(Beginning of THE RECORDS)

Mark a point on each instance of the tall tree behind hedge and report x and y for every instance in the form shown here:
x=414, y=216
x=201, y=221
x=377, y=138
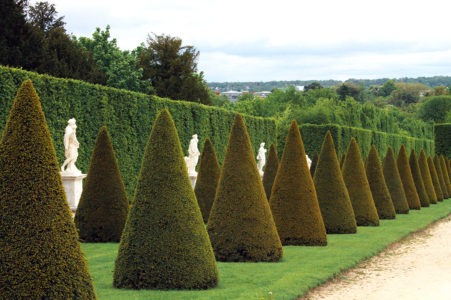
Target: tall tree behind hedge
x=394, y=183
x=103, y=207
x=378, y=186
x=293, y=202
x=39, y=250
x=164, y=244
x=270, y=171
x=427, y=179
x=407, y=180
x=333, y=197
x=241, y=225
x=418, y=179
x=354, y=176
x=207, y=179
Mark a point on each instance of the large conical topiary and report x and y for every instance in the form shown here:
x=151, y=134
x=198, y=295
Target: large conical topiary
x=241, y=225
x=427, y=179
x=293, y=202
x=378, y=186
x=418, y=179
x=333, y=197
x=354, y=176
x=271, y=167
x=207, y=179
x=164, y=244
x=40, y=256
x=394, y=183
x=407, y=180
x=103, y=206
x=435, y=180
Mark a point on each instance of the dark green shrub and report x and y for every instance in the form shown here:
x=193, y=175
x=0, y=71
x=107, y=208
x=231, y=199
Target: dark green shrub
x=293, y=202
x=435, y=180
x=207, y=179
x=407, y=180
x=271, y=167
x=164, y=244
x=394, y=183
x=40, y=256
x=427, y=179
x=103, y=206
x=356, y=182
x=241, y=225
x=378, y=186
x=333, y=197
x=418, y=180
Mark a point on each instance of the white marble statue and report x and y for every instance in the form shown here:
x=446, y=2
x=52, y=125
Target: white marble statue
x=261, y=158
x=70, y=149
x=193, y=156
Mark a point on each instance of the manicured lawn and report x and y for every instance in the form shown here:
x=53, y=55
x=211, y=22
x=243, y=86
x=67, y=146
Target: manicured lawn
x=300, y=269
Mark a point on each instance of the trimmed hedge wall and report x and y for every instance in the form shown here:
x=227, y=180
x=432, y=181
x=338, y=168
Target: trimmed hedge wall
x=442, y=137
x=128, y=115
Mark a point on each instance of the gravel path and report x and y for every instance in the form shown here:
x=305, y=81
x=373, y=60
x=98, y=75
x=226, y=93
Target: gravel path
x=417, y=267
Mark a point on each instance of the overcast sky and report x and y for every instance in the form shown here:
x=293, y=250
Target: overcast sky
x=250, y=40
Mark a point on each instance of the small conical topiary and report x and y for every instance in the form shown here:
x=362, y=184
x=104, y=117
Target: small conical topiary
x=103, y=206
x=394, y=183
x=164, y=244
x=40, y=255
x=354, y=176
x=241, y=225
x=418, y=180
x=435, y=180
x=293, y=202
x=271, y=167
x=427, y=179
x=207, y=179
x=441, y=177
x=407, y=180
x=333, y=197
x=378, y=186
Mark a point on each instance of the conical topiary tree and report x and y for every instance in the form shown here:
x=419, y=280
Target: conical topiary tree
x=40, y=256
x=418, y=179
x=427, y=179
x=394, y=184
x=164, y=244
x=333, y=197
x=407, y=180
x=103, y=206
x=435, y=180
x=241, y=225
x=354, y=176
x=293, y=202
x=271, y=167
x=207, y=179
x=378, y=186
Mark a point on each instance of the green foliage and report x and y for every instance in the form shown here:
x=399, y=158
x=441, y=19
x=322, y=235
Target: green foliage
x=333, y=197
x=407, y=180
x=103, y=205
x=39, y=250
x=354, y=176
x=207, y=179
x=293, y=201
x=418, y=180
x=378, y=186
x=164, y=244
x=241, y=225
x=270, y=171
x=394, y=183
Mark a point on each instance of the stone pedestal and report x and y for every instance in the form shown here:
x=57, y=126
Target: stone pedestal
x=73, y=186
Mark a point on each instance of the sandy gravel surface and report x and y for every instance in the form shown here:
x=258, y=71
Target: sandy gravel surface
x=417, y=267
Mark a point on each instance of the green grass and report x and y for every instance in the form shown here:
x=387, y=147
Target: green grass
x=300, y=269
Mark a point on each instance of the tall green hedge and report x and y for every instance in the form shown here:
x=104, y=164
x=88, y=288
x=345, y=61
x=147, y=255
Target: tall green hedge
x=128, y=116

(End of THE RECORDS)

(ACTIVITY):
Begin with the first line of the records and finish with the line containing "x=377, y=138". Reproduce those lines exactly, both ends included, and nothing else.

(RESULT OF THIS TASK):
Mark a point on each instance of the tall tree behind hedge and report x and y for every instance in the form shown here:
x=414, y=216
x=201, y=221
x=377, y=138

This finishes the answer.